Dataset entries:

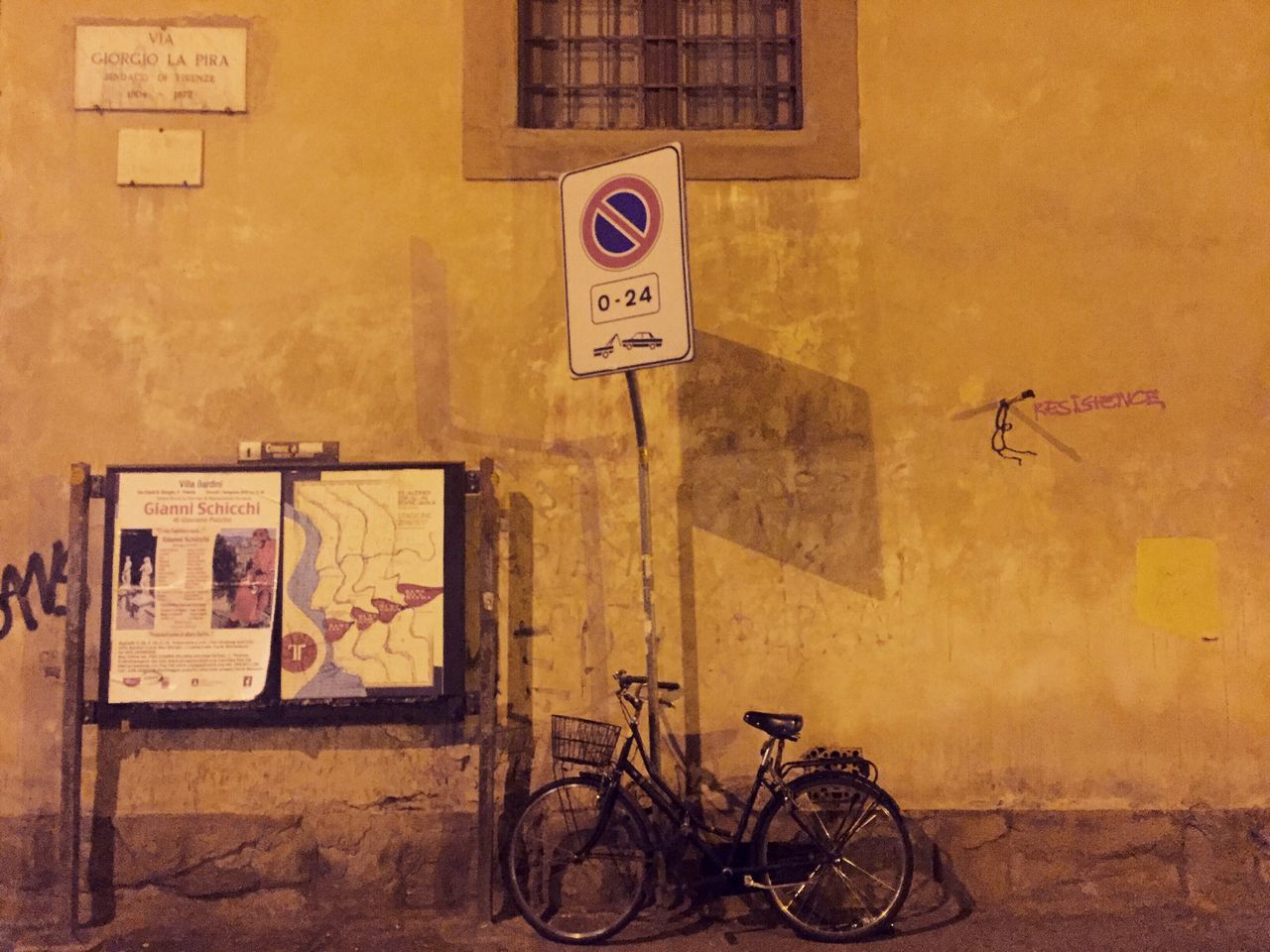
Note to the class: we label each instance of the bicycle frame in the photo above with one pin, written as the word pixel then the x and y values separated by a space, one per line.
pixel 677 809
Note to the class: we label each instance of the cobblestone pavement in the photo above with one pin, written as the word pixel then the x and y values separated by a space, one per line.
pixel 728 925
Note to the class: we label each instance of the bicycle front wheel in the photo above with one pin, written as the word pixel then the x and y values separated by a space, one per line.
pixel 578 869
pixel 835 857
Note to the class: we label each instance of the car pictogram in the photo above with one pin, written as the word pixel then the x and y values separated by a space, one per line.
pixel 643 338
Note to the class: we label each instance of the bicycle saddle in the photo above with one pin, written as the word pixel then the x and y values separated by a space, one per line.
pixel 784 726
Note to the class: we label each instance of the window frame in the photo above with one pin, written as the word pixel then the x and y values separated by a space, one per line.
pixel 826 146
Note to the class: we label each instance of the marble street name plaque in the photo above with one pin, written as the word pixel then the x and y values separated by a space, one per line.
pixel 160 68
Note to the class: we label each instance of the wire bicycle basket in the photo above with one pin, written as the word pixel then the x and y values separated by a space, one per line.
pixel 578 740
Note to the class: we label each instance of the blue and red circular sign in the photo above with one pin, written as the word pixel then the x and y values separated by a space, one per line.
pixel 621 222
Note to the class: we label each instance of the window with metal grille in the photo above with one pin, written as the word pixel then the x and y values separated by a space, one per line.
pixel 659 63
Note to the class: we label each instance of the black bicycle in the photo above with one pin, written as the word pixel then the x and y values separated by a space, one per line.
pixel 829 847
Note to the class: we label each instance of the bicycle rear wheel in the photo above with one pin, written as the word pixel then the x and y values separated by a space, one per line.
pixel 837 857
pixel 570 883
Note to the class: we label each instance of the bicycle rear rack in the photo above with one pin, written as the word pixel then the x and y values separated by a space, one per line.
pixel 844 760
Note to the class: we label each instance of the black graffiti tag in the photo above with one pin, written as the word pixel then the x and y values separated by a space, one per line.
pixel 17 585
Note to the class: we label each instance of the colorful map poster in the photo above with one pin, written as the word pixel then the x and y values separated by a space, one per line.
pixel 362 610
pixel 193 585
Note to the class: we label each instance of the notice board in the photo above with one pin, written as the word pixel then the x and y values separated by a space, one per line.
pixel 273 589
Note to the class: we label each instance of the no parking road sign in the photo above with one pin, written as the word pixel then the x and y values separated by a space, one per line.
pixel 627 299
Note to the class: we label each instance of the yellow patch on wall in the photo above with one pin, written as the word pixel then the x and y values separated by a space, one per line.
pixel 1176 585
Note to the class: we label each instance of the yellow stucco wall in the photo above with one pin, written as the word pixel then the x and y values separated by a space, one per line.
pixel 1061 195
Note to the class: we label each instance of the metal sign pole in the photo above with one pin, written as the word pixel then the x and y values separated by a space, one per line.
pixel 645 537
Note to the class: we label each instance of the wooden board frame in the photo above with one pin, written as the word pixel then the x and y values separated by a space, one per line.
pixel 444 701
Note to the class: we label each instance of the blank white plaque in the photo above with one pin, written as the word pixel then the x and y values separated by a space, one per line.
pixel 160 158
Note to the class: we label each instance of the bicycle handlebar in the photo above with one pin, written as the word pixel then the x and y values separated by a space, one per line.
pixel 625 680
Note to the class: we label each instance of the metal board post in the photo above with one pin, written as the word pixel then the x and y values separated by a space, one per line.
pixel 488 716
pixel 64 934
pixel 645 538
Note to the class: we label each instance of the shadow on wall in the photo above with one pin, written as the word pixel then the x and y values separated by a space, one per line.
pixel 780 458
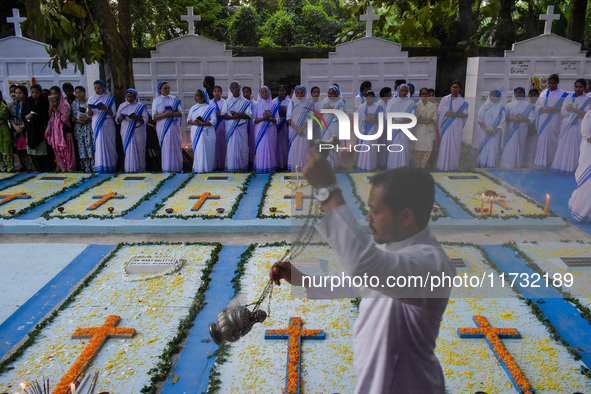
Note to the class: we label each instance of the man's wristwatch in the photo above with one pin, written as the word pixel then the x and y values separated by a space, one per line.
pixel 324 193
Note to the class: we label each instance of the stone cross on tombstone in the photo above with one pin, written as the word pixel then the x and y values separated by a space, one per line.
pixel 549 16
pixel 98 336
pixel 299 196
pixel 16 19
pixel 191 19
pixel 294 334
pixel 493 337
pixel 369 18
pixel 201 200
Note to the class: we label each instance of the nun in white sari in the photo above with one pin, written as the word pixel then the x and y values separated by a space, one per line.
pixel 402 103
pixel 520 114
pixel 573 111
pixel 333 101
pixel 368 116
pixel 101 107
pixel 580 203
pixel 133 117
pixel 202 118
pixel 297 115
pixel 491 120
pixel 167 113
pixel 236 113
pixel 266 117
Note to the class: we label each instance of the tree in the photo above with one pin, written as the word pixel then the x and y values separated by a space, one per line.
pixel 243 29
pixel 117 40
pixel 156 21
pixel 300 23
pixel 315 27
pixel 69 30
pixel 576 22
pixel 279 30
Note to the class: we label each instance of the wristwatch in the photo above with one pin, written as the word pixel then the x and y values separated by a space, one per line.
pixel 323 193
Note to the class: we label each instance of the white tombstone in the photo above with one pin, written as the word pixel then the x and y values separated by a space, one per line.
pixel 23 58
pixel 184 61
pixel 537 57
pixel 373 59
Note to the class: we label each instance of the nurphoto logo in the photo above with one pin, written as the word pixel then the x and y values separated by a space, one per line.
pixel 396 122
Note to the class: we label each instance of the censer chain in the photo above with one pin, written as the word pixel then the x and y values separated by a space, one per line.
pixel 304 236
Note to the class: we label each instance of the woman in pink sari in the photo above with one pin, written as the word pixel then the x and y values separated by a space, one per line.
pixel 59 132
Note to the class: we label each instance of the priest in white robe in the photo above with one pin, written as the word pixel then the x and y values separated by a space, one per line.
pixel 396 331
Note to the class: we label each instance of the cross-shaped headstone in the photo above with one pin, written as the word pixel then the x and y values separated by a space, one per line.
pixel 4 198
pixel 369 18
pixel 16 19
pixel 493 338
pixel 98 336
pixel 191 19
pixel 201 200
pixel 294 334
pixel 103 198
pixel 549 16
pixel 299 196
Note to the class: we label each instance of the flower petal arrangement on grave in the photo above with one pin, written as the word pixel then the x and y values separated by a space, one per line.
pixel 533 359
pixel 285 195
pixel 476 193
pixel 566 264
pixel 7 175
pixel 361 188
pixel 113 197
pixel 35 190
pixel 205 196
pixel 255 364
pixel 138 322
pixel 469 364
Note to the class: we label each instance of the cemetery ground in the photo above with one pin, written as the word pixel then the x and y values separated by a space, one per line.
pixel 40 269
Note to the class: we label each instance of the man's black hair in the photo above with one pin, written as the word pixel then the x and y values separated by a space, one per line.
pixel 208 81
pixel 364 85
pixel 408 187
pixel 23 89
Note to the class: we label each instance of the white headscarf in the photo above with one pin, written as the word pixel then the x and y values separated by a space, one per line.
pixel 295 100
pixel 489 110
pixel 100 81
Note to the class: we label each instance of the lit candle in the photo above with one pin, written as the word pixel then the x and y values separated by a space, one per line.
pixel 482 205
pixel 547 203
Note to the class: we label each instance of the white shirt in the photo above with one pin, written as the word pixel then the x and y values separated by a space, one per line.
pixel 396 331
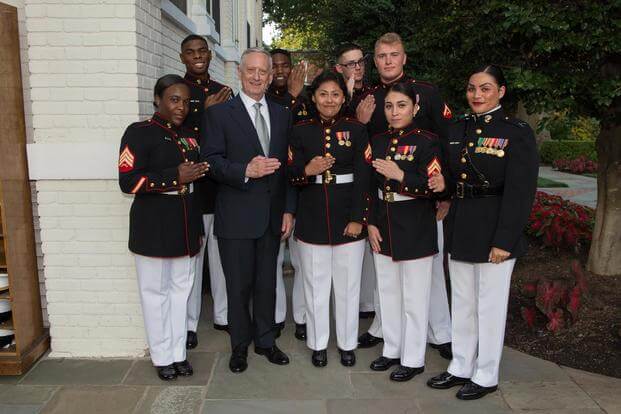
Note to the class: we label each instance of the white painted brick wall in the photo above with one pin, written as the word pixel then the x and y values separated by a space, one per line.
pixel 89 68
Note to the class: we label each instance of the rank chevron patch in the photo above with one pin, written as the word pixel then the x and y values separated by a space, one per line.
pixel 126 160
pixel 433 167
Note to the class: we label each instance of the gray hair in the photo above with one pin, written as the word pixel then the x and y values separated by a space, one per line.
pixel 251 50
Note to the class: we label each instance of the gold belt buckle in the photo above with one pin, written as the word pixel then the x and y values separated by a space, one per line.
pixel 459 193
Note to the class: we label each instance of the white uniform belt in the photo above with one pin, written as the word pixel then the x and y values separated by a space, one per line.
pixel 336 179
pixel 190 189
pixel 392 197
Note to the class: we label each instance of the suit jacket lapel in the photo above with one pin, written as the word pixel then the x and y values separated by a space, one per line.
pixel 242 118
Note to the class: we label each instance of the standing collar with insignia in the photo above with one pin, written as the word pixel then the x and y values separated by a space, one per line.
pixel 489 116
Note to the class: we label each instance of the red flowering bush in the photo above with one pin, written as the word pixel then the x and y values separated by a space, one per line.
pixel 578 165
pixel 556 302
pixel 560 223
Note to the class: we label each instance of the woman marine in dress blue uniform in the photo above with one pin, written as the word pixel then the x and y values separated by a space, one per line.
pixel 327 163
pixel 493 173
pixel 402 230
pixel 158 162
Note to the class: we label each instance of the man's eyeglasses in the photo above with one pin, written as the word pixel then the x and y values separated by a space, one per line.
pixel 353 63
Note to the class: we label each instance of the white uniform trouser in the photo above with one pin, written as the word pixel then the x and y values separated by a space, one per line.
pixel 165 285
pixel 367 283
pixel 297 295
pixel 404 289
pixel 216 278
pixel 324 266
pixel 480 295
pixel 439 331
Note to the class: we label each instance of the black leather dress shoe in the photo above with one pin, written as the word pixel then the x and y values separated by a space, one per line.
pixel 444 350
pixel 348 358
pixel 191 341
pixel 402 374
pixel 238 362
pixel 300 331
pixel 472 391
pixel 219 327
pixel 366 315
pixel 167 372
pixel 366 340
pixel 273 354
pixel 445 381
pixel 183 368
pixel 320 358
pixel 383 363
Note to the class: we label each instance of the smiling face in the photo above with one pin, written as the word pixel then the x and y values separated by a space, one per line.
pixel 389 59
pixel 483 93
pixel 174 104
pixel 196 57
pixel 329 97
pixel 255 74
pixel 399 109
pixel 281 65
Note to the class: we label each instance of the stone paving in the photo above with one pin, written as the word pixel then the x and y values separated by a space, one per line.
pixel 581 189
pixel 125 386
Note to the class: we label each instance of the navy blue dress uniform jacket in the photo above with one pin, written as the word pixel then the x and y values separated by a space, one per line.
pixel 324 210
pixel 245 208
pixel 200 89
pixel 160 225
pixel 493 174
pixel 408 228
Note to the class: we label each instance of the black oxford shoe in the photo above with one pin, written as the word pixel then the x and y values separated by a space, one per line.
pixel 366 340
pixel 348 358
pixel 183 368
pixel 167 373
pixel 383 363
pixel 300 331
pixel 472 391
pixel 238 363
pixel 191 341
pixel 273 354
pixel 445 381
pixel 219 327
pixel 402 374
pixel 444 350
pixel 320 358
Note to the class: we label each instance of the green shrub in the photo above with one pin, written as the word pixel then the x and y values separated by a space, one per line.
pixel 555 150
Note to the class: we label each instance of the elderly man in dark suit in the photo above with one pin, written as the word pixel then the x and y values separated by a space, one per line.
pixel 245 142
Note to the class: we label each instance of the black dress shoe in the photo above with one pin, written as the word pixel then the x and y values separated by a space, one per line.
pixel 383 363
pixel 444 350
pixel 402 374
pixel 191 341
pixel 167 373
pixel 472 391
pixel 445 381
pixel 273 354
pixel 366 340
pixel 300 331
pixel 219 327
pixel 320 358
pixel 348 358
pixel 366 315
pixel 183 368
pixel 238 362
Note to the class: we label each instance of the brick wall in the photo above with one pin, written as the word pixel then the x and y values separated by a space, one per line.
pixel 89 70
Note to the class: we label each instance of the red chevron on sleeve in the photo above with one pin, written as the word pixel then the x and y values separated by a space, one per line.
pixel 434 167
pixel 126 160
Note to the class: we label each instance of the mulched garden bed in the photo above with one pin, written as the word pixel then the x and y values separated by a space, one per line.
pixel 593 342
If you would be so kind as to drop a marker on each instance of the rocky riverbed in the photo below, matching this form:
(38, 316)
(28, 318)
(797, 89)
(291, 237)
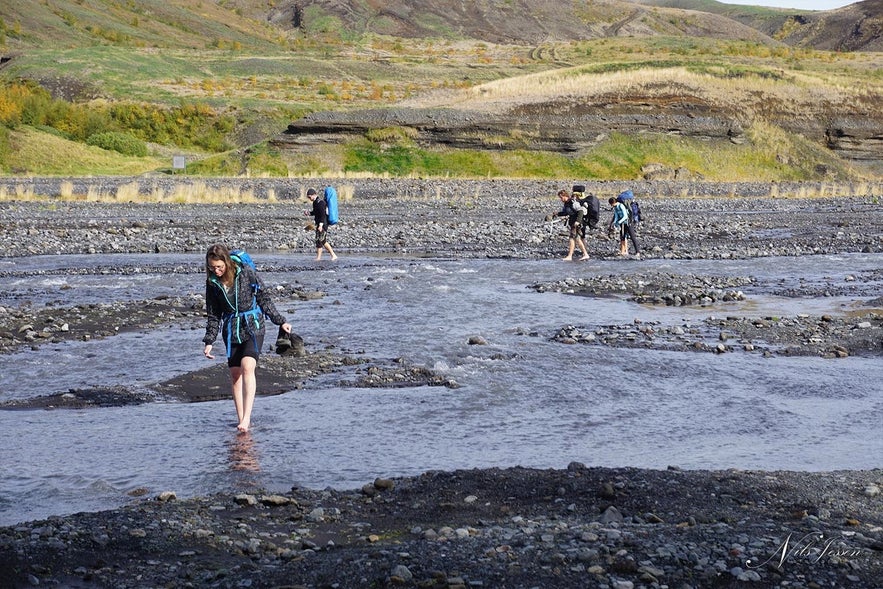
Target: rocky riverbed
(580, 526)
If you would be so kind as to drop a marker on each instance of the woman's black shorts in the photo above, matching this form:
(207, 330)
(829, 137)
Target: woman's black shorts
(251, 347)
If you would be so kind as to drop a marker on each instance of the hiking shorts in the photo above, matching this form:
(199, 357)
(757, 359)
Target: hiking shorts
(321, 237)
(577, 230)
(250, 347)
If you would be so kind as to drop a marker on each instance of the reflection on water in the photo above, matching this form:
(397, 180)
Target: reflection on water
(523, 399)
(243, 453)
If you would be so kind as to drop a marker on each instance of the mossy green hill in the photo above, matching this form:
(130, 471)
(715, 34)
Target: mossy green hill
(221, 82)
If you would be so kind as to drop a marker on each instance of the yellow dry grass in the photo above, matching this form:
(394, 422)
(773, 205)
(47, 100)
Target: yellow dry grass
(753, 95)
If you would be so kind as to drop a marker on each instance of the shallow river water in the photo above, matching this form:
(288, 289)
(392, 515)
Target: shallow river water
(523, 400)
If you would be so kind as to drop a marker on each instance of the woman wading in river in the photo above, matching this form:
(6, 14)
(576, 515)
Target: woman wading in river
(236, 300)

Task item: Reproduce exactly the line containing "Target: shallow river water" and every line after it through the end of the records above, and nothing else.

Output of the task:
Target: shallow river water
(523, 400)
If you would be so kind as to drop a marker on each instance of the woman wading in river in the photo above, matching this form:
(6, 14)
(576, 515)
Target: woman wading in river
(236, 300)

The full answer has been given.